-- RECORDS SHOWN follows --
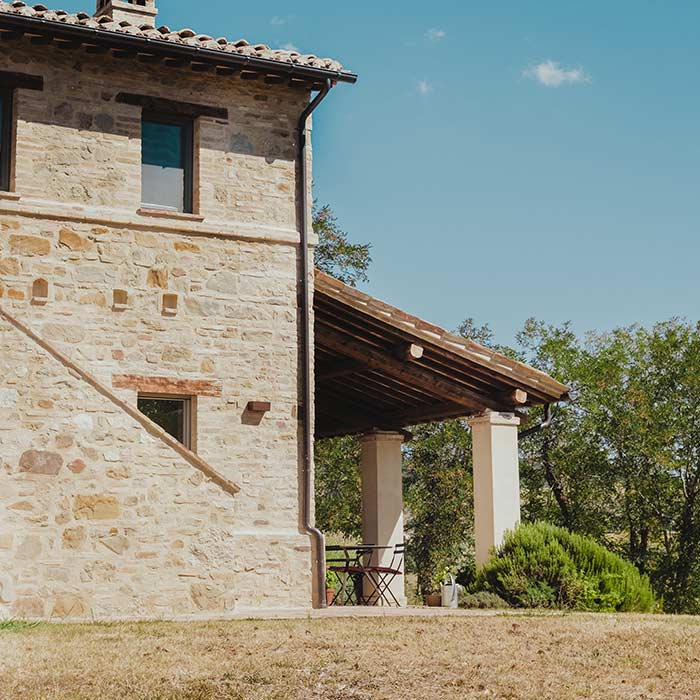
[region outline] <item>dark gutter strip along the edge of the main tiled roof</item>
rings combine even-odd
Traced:
[[[328,79],[350,84],[357,82],[357,75],[348,71],[314,68],[269,58],[216,51],[206,47],[176,44],[151,37],[120,34],[76,24],[64,24],[41,17],[0,13],[0,32],[32,33],[37,36],[50,36],[78,42],[81,45],[106,46],[109,49],[134,51],[162,58],[185,58],[197,63],[208,63],[212,66],[233,67],[265,75],[287,76],[290,79],[307,80],[313,83]]]

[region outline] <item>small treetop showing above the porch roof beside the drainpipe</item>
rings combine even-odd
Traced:
[[[314,233],[318,236],[316,267],[352,287],[367,281],[371,246],[351,243],[328,205],[314,207]]]

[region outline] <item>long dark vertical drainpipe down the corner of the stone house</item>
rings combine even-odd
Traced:
[[[302,381],[302,421],[303,439],[303,478],[301,490],[302,527],[311,538],[313,557],[313,576],[316,580],[318,599],[314,601],[318,608],[328,607],[326,603],[326,548],[323,533],[313,525],[311,499],[313,491],[314,435],[312,430],[313,386],[311,384],[311,357],[313,355],[313,335],[311,333],[311,289],[309,277],[312,269],[309,264],[309,167],[307,163],[306,122],[331,91],[333,83],[326,80],[323,89],[309,103],[299,117],[299,164],[301,173],[301,381]]]

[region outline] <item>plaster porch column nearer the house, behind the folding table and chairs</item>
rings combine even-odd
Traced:
[[[394,546],[404,541],[403,477],[401,445],[404,436],[395,432],[373,432],[360,439],[362,445],[362,539],[390,549],[379,550],[372,563],[389,566]],[[395,562],[395,564],[398,562]],[[401,560],[403,573],[403,560]],[[401,605],[406,604],[404,577],[397,576],[391,590]],[[365,594],[372,589],[366,588]]]

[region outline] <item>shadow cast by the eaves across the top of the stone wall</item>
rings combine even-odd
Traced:
[[[0,49],[0,61],[21,64],[22,72],[44,77],[43,91],[34,93],[31,102],[25,98],[27,102],[23,104],[22,112],[26,111],[31,121],[94,134],[137,138],[142,108],[117,99],[118,94],[133,91],[163,102],[228,110],[228,120],[204,117],[206,129],[202,136],[210,150],[259,156],[268,164],[278,160],[291,162],[296,158],[294,124],[308,99],[304,91],[230,76],[197,75],[195,80],[178,69],[141,64],[138,64],[138,75],[132,77],[128,69],[136,64],[131,59],[93,57],[80,50],[61,54],[46,49],[46,53],[37,54],[37,48],[28,43],[26,46],[17,43],[16,48],[26,50],[27,54],[22,50],[7,54]],[[27,60],[29,53],[39,61]],[[47,63],[50,64],[48,69]],[[76,89],[70,95],[63,87],[67,73],[76,74]],[[95,85],[98,75],[99,91]],[[104,86],[109,87],[105,89]],[[286,120],[280,119],[285,115],[289,117],[288,125]],[[221,132],[222,126],[229,127],[226,133]],[[235,133],[231,133],[234,129]]]

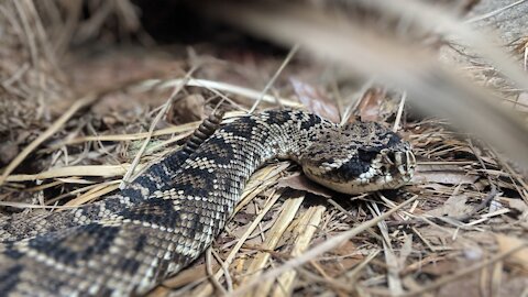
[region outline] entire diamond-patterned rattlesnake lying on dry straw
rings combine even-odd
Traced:
[[[1,221],[0,294],[143,294],[207,249],[268,161],[293,160],[309,178],[348,194],[400,187],[416,164],[408,142],[372,122],[338,125],[271,110],[218,125],[206,121],[184,150],[113,197],[30,223]]]

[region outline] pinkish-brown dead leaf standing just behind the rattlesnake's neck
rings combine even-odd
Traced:
[[[330,100],[322,90],[293,77],[289,78],[289,81],[294,86],[295,94],[299,97],[299,101],[305,105],[309,111],[334,123],[340,122],[341,117],[336,107],[336,102]]]

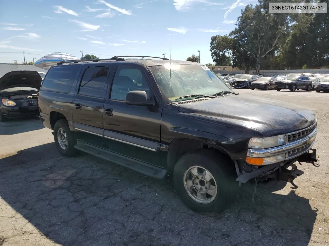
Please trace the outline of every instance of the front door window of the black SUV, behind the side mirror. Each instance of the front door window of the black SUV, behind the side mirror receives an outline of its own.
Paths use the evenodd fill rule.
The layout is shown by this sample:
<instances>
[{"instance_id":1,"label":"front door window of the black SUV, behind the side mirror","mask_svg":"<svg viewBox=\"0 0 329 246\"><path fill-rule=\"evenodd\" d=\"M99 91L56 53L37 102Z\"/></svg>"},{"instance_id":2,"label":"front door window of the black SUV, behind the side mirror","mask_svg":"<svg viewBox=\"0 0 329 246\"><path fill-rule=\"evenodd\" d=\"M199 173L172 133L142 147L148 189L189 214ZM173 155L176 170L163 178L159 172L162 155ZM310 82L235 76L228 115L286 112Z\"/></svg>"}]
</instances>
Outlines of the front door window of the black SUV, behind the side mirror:
<instances>
[{"instance_id":1,"label":"front door window of the black SUV, behind the side mirror","mask_svg":"<svg viewBox=\"0 0 329 246\"><path fill-rule=\"evenodd\" d=\"M149 98L149 87L144 75L136 68L118 68L114 75L111 99L124 101L130 91L145 91Z\"/></svg>"}]
</instances>

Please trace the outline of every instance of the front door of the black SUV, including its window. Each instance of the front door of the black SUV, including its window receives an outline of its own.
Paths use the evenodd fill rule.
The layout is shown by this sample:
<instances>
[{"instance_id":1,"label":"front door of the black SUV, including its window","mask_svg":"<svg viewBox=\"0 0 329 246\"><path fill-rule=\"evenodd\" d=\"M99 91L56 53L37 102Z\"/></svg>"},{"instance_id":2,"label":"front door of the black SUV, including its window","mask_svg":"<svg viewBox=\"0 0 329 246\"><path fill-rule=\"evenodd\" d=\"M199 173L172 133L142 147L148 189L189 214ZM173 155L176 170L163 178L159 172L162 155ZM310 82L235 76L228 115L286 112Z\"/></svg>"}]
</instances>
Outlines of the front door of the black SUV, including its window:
-- RECORDS SHOWN concluded --
▸ YOUR GOAL: All lines of the records containing "Each" should be shown.

▸ EXERCISE ANSWER:
Please trace the outline of every instance of the front door window of the black SUV, behind the side mirror. Each instance of the front door window of the black SUV, behind the side mirror receives an outline of its own.
Please trace the outline of every instance of the front door of the black SUV, including its window. Each instance of the front door of the black SUV, including its window receives an outline of its own.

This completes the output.